-- Task instructions --
Reproduce the listing below without any change.

** START Data shown **

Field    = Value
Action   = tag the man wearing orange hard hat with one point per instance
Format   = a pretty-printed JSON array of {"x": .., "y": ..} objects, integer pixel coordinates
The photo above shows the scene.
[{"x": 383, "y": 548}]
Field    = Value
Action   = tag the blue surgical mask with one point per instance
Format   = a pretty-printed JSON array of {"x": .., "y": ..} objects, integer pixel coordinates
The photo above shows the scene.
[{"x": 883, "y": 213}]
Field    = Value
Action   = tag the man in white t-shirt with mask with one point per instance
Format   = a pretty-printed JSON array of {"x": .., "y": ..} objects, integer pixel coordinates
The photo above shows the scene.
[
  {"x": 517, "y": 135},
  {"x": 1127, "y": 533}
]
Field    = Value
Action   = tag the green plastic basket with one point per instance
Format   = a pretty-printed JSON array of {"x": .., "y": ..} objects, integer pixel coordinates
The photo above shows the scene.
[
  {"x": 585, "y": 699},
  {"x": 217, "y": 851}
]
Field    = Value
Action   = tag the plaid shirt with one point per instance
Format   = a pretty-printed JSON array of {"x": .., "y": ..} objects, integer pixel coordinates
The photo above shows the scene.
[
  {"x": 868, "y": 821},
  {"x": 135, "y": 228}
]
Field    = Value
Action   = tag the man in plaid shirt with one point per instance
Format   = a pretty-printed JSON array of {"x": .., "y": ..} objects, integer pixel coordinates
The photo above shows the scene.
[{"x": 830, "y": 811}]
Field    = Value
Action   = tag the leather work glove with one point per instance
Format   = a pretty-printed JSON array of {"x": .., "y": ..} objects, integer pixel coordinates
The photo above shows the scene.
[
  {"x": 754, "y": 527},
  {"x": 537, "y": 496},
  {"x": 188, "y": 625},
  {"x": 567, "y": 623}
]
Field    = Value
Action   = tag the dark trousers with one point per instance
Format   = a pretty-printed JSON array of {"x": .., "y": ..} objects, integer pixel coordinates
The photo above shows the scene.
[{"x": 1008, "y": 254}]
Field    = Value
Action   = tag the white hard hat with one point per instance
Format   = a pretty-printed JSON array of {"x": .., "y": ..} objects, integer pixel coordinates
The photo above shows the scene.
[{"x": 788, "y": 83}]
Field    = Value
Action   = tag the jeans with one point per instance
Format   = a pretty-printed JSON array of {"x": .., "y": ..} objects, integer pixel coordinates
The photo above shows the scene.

** END Data shown **

-- Task answer --
Field    = Value
Action   = tag the man wearing orange hard hat with one point per instance
Format   = a pretty-printed JSON array of {"x": .., "y": ..} objects, integer pixel coordinates
The photo above shows the scene.
[{"x": 383, "y": 548}]
Field    = Value
Action   = tag the blue surgical mask with one point per instance
Format   = a pretty-printed JSON array of {"x": .., "y": ..} objects, integer pixel coordinates
The photo above shows the scene.
[{"x": 883, "y": 213}]
Field    = Value
Action   = tag the man in white t-shirt with mask with one point per instance
Format   = a pretty-printed JSON array of {"x": .., "y": ..} objects, integer pixel coordinates
The photo above shows the scene.
[
  {"x": 517, "y": 135},
  {"x": 1127, "y": 533}
]
Field    = Value
Action   = tag the green plastic basket with one point per instance
Format   = a pretty-printed JSON array of {"x": .., "y": ..} objects, integer pixel coordinates
The photo above shows the scene.
[
  {"x": 585, "y": 699},
  {"x": 217, "y": 851}
]
Field    = Value
Action   = tag the plaid shirt with one point per instance
Format   = a pretty-printed JSON array of {"x": .., "y": ..} objects, integer pixel coordinates
The photo above shows the scene.
[
  {"x": 868, "y": 821},
  {"x": 135, "y": 228}
]
Field    = Value
Action   = tag the man in plaid shirt with one point per instance
Format   = a pretty-printed JSON array of {"x": .., "y": ..} objects, integer pixel coordinates
The photo above shows the scene.
[{"x": 830, "y": 811}]
Field    = Value
Action   = tag the leather work glove with one point per instance
Format   = a pretty-printed JSON array of {"x": .., "y": ..} objects, integer pixel coordinates
The photo above shows the scene.
[
  {"x": 754, "y": 527},
  {"x": 537, "y": 496},
  {"x": 188, "y": 625},
  {"x": 567, "y": 623}
]
Field    = Value
Action   = tag the dark trousers with one point per instance
Format   = a pretty-printed JSON array of {"x": .., "y": ..} objects, integer pixel coordinates
The photo above shows the scene.
[{"x": 1008, "y": 254}]
Field    = Value
Action   = tag the white hard hat with one point per instance
Format   = a pretty-printed JSON array of {"x": .., "y": ..} objects, integer pixel coordinates
The photo above shows the scene.
[{"x": 788, "y": 83}]
Field    = Value
Action   = tag the jeans with one point per instance
Format   = a pretty-printed JSON array of {"x": .., "y": ..} objects, integer pixel coordinates
The photo above shows the scene.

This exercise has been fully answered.